Challenge: The listing below should be copied in full, word for word.

------------------------------

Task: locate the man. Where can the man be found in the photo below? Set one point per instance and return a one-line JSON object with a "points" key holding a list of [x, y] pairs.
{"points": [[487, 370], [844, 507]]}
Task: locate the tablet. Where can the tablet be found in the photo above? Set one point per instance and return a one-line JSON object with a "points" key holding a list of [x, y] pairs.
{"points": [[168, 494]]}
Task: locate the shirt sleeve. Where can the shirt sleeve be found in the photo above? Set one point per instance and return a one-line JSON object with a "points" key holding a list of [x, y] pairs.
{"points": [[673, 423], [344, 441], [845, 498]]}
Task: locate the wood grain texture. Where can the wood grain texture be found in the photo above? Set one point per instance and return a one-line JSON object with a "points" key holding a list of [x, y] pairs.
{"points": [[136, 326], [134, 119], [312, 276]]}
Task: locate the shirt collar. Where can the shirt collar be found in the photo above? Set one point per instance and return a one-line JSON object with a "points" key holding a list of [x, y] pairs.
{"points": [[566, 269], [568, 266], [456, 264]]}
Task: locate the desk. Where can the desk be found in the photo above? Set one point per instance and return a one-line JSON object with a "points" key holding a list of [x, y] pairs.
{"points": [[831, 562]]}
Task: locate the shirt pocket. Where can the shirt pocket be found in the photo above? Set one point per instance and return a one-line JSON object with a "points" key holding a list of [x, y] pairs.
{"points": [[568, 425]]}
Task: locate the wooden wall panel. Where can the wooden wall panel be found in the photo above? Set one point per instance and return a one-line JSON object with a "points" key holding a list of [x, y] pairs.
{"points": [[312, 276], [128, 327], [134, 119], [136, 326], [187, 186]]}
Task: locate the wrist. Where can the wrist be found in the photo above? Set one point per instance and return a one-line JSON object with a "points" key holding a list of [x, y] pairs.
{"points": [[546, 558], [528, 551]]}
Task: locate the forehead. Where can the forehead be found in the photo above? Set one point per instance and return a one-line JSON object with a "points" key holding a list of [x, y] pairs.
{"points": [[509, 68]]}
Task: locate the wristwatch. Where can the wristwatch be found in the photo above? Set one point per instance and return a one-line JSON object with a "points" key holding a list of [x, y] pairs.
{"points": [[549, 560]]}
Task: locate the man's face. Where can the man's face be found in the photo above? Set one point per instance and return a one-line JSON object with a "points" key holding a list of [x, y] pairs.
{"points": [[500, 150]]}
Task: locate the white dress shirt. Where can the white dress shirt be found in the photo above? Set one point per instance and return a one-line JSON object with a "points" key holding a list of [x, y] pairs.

------------------------------

Full answer:
Task: locate the man. Where can the man be found in the photo below? Set one point per instance and return a one-line JSON object with a "points" key holding a list of [x, y] pairs.
{"points": [[487, 370], [844, 507]]}
Task: locate the tablet. Where can the tablet be found in the photo above? Set one point per instance and return a one-line JSON object with a "points" key holding a list of [x, y] pairs.
{"points": [[168, 494]]}
Task: locate the shirt sleeve. Where can the shirt sleeve be found in the photo above? Set one point per instance and return a one-line JSON object with a "points" key holding a list of [x, y] pairs.
{"points": [[673, 423], [344, 441], [845, 498]]}
Task: locate the wood grain texture. Where can the wood grain texture be found in the photo above? Set one point per instance and return a one-line JSON object with a "points" key holding a list of [x, y] pairs.
{"points": [[136, 326], [134, 119], [312, 276]]}
Task: locate the shirt collar. Where can the shirt collar be found in the photo above? Set one point per instance and return a one-line JSON object with a "points" key holding a list of [x, y] pairs.
{"points": [[566, 269], [568, 266], [456, 264]]}
Task: locate the desk. Where can the desk be found in the photo above? Set one point per instance and return a one-line JSON object with a "points" key holding a list of [x, y] pairs.
{"points": [[831, 562]]}
Task: locate the shirt pocket. Where can the shirt pocket be found in the photo above? Set one point per instance and return a one-line JSON object with a "points" key holding a list of [x, y] pairs.
{"points": [[568, 425]]}
Task: locate the wooden wall panel. Where can the wooden wall panel be found in the photo above? Set one point per instance and return a one-line JSON object with a "points" key holding a list of [x, y] pairs.
{"points": [[312, 276], [128, 327], [134, 119], [136, 326], [187, 186]]}
Task: locate the wrist. Where can the wrist be found in the photo above? Set one point per instance and return a one-line JSON object with a "points" key holding a list of [x, y] pairs.
{"points": [[546, 558], [528, 551]]}
Task: locate the forehead. Where can the forehead be found in the photo above? Set one point per instance and return a one-line JSON object with a "points" key holding a list of [x, y] pairs.
{"points": [[509, 68]]}
Task: locate the wristwatch. Where can the wristwatch be found in the photo above? Set one point per instance and return a one-line JSON object with a "points" key holding a list of [x, y] pairs.
{"points": [[549, 560]]}
Task: locate the man's face. Where can the man's face be found in the photo above? Set one point per instance and return a one-line JSON object with a "points" key holding a list of [x, y] pairs.
{"points": [[500, 150]]}
Task: locate the white dress shirt. Where can the white dress shirt be found in the photo above? Set one point per instance and return a one-line JSON object with a "points" key holding a list of [x, y] pairs.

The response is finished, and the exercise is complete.